## The problem
Output everything from the line containing "Drop one dot on each instance of the drawer" down to the end of the rows as a JSON list of strings, one string per line, with blank lines left out.

## Material to process
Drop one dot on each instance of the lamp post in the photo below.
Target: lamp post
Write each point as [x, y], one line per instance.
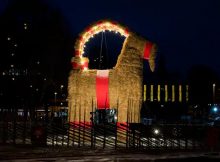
[55, 101]
[213, 92]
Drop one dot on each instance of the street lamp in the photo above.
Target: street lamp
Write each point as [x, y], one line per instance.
[55, 101]
[213, 92]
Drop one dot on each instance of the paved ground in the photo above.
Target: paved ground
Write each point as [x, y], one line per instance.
[55, 154]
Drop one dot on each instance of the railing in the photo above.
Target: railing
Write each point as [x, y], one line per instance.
[134, 136]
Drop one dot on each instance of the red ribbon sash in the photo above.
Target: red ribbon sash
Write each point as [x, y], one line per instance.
[147, 50]
[102, 89]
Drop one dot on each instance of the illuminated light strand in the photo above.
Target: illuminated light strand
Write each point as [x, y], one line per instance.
[101, 26]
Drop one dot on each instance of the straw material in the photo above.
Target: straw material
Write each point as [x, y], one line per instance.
[125, 84]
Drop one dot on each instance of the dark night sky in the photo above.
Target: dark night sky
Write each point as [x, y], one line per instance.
[187, 32]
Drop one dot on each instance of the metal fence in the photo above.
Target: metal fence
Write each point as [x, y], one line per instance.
[107, 135]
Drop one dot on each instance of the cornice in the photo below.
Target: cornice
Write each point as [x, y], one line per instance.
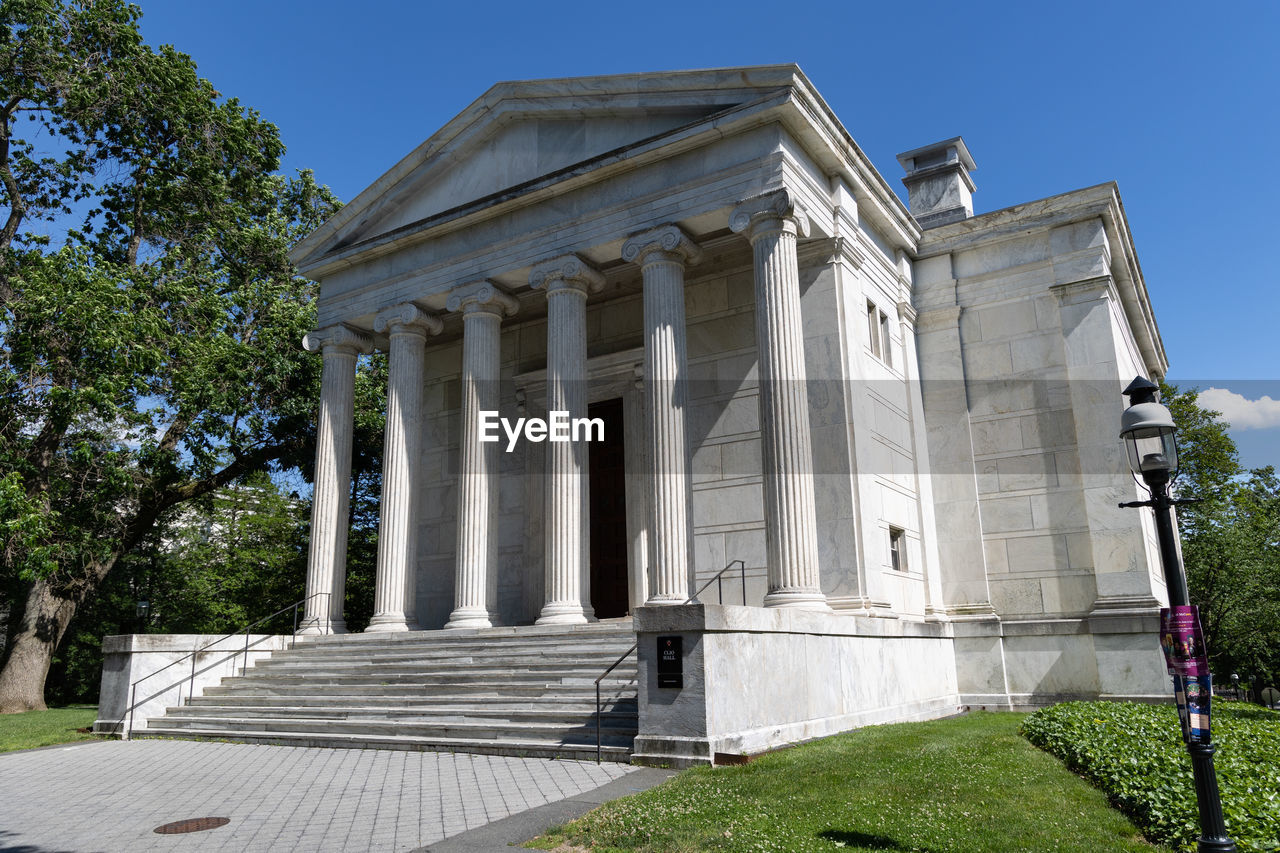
[776, 205]
[338, 338]
[407, 315]
[481, 296]
[668, 240]
[566, 270]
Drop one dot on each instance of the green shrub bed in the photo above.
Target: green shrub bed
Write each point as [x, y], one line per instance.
[1136, 755]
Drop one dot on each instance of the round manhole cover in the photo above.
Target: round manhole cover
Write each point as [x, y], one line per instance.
[192, 825]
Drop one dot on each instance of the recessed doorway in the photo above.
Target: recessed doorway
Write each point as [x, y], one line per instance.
[607, 461]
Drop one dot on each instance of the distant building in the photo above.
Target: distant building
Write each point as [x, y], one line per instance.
[901, 419]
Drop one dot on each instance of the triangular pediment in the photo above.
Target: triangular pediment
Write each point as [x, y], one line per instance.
[522, 133]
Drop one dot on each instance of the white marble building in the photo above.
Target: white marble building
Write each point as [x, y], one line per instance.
[901, 419]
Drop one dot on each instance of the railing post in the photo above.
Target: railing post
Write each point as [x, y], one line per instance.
[133, 703]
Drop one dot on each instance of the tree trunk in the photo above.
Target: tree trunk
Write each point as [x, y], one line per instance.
[22, 682]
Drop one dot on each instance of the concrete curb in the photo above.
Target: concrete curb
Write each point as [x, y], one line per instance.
[508, 833]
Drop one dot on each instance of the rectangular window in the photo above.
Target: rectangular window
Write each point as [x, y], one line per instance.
[885, 341]
[873, 329]
[877, 333]
[897, 548]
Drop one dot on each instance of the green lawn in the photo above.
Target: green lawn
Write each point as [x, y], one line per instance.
[44, 728]
[968, 784]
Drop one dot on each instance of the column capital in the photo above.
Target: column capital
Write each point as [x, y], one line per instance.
[567, 272]
[670, 241]
[769, 211]
[484, 297]
[338, 337]
[407, 316]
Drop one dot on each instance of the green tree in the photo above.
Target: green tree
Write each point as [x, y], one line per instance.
[152, 357]
[1230, 542]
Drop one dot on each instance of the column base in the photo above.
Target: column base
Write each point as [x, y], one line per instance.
[798, 598]
[670, 601]
[562, 614]
[469, 617]
[388, 623]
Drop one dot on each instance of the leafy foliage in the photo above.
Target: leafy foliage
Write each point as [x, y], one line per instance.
[152, 355]
[1230, 544]
[963, 784]
[1136, 755]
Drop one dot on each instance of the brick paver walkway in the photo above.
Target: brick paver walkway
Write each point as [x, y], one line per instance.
[108, 797]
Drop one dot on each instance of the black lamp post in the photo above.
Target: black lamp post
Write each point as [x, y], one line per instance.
[1147, 429]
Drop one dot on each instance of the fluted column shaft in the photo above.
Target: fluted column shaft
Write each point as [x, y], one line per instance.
[662, 255]
[567, 588]
[475, 591]
[327, 561]
[475, 587]
[394, 588]
[790, 519]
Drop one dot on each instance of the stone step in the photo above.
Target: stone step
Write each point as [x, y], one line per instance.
[571, 717]
[503, 690]
[437, 670]
[245, 698]
[428, 679]
[524, 637]
[478, 689]
[437, 657]
[513, 748]
[466, 730]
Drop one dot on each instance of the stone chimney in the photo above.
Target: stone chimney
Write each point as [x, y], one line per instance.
[938, 187]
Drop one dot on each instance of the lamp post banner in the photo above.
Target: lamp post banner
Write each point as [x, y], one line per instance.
[1193, 694]
[1183, 641]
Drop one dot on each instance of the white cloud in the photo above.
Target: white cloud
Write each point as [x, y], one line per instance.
[1239, 411]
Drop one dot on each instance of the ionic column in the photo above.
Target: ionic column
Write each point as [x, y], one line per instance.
[475, 589]
[567, 589]
[327, 562]
[662, 255]
[397, 533]
[772, 222]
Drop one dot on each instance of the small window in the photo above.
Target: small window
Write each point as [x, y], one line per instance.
[885, 343]
[897, 548]
[877, 332]
[873, 329]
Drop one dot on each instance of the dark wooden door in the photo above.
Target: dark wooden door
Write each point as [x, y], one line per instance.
[608, 514]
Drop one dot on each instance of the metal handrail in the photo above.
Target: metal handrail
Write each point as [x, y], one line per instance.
[191, 687]
[720, 589]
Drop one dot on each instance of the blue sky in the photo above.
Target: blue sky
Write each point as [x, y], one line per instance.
[1176, 103]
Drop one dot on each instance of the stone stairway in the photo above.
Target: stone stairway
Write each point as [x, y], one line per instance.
[501, 690]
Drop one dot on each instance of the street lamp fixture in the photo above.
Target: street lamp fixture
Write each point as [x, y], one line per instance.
[1148, 433]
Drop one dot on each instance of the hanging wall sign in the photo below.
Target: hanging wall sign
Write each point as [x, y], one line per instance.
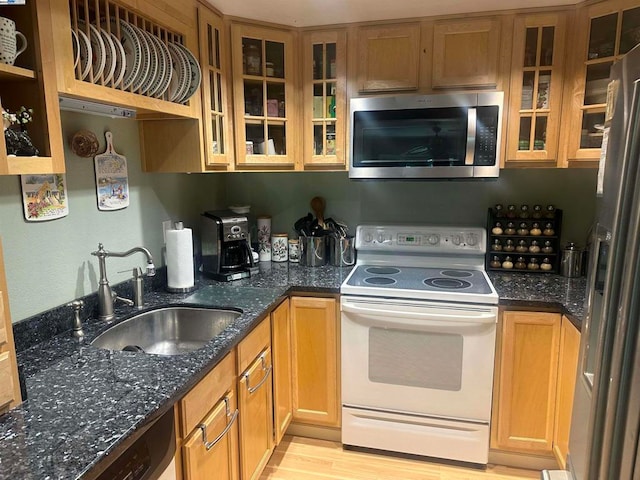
[112, 181]
[44, 197]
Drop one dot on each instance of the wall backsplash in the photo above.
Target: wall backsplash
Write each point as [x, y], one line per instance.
[49, 263]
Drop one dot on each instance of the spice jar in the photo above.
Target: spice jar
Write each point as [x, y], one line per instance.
[533, 264]
[509, 246]
[522, 247]
[537, 212]
[548, 230]
[535, 229]
[546, 265]
[522, 229]
[534, 247]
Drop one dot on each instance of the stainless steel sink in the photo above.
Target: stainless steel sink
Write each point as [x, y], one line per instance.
[166, 331]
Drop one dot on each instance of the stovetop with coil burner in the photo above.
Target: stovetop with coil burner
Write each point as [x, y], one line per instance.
[430, 263]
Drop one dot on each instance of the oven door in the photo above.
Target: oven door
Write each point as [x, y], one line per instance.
[418, 357]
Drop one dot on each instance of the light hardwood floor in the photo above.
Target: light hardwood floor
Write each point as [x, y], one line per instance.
[298, 458]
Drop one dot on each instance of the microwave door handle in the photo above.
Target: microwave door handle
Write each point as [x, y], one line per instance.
[472, 118]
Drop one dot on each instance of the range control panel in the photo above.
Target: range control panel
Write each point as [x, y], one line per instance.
[412, 238]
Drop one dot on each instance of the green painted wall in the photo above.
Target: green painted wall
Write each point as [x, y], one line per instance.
[49, 263]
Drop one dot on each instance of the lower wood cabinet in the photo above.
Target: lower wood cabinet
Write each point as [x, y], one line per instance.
[535, 378]
[315, 365]
[208, 420]
[255, 401]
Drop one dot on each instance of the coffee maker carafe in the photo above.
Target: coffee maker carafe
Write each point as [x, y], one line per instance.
[226, 254]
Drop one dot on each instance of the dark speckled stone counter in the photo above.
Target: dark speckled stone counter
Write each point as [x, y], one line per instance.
[539, 291]
[85, 403]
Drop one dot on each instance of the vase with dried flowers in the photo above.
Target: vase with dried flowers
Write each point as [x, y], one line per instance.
[16, 136]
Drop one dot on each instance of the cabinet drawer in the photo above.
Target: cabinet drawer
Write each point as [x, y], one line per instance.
[253, 344]
[200, 400]
[212, 447]
[6, 379]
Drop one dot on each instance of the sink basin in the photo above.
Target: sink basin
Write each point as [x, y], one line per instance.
[166, 331]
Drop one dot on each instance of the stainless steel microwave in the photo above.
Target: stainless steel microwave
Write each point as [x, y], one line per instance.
[426, 136]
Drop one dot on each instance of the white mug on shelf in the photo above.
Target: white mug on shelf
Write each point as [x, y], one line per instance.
[9, 50]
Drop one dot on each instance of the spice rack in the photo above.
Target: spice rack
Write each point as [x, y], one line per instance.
[511, 245]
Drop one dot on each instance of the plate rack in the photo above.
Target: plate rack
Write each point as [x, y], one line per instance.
[547, 223]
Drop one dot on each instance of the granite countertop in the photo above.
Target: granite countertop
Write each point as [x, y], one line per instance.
[84, 402]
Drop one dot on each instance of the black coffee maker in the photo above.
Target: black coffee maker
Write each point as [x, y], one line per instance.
[226, 254]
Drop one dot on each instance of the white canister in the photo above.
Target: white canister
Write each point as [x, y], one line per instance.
[279, 247]
[294, 250]
[9, 50]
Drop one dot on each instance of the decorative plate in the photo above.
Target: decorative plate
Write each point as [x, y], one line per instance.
[85, 54]
[181, 73]
[76, 48]
[132, 49]
[121, 62]
[149, 61]
[110, 54]
[98, 50]
[196, 74]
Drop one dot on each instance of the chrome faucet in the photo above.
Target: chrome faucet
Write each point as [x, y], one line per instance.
[106, 296]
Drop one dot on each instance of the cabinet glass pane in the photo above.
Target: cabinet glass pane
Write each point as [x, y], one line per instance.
[275, 95]
[253, 102]
[531, 47]
[595, 91]
[251, 56]
[330, 67]
[602, 37]
[524, 137]
[546, 54]
[527, 90]
[277, 134]
[592, 129]
[317, 61]
[630, 35]
[544, 84]
[540, 135]
[275, 58]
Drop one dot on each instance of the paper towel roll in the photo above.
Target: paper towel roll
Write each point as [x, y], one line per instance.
[180, 275]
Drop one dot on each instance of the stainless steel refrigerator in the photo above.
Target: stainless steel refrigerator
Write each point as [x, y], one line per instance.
[603, 444]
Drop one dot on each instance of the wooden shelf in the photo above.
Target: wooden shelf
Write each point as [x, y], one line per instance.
[11, 72]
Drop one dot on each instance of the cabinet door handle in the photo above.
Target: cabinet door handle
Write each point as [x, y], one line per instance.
[232, 419]
[265, 369]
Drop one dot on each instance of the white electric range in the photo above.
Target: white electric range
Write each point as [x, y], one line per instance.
[419, 317]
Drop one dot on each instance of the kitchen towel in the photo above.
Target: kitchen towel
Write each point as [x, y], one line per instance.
[180, 271]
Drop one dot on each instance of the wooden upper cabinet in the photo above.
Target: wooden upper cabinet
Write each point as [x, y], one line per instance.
[603, 33]
[216, 90]
[525, 400]
[536, 90]
[388, 57]
[324, 99]
[466, 53]
[264, 88]
[31, 82]
[9, 383]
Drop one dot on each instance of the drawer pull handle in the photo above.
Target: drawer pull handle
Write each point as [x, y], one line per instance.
[203, 427]
[265, 369]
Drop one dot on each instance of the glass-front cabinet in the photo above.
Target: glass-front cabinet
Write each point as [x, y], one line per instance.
[614, 29]
[264, 93]
[325, 109]
[536, 90]
[216, 113]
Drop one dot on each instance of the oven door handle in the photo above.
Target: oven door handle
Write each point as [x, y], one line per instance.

## Complete output
[
  "Drop one dot on each instance of the drawer pull handle in the photo above.",
  "Target: drawer pull handle",
  "Write each point as [x, y], one line per instance.",
  "[203, 427]",
  "[265, 369]",
  "Drop one dot on each instance of the glass-front cabinet in the photo above.",
  "Target: glass-front cabinet",
  "Write each point as [x, y], one line per instance.",
  "[614, 29]",
  "[264, 93]",
  "[325, 109]",
  "[536, 90]",
  "[216, 113]",
  "Drop one dot on each instance of the oven door handle in the photo above.",
  "Target: oven door handle",
  "Write each point as [x, y], one line per instance."
]